### [Available data]
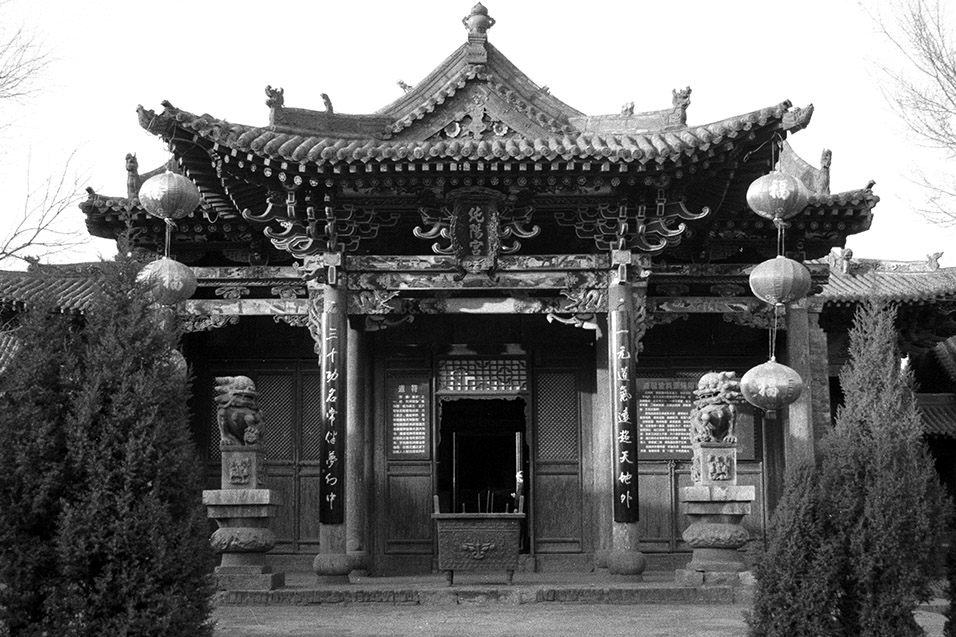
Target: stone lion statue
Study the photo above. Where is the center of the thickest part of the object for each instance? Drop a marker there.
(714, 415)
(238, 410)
--
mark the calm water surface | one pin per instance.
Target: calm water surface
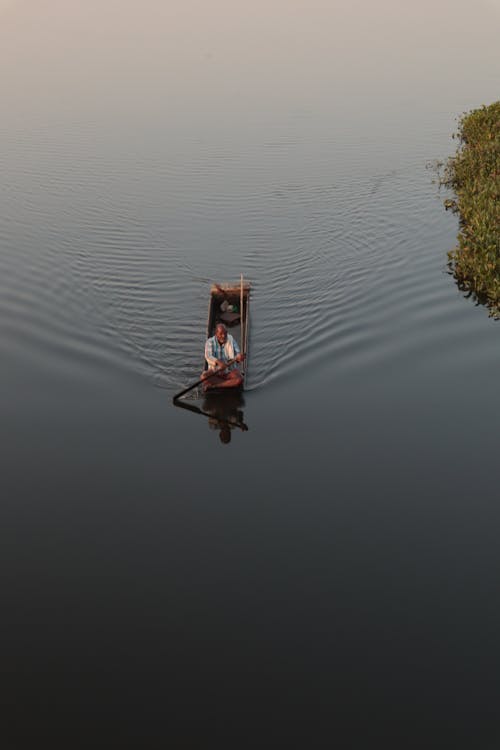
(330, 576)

### [Work to be completed]
Pull out every line in the records above that contains the word "instance", copying each one whole.

### [Written reply]
Study the photo above. Where is the center of the thickest part of the object for each instance? Drop a marker there.
mark the calm water surface | one pin per instance.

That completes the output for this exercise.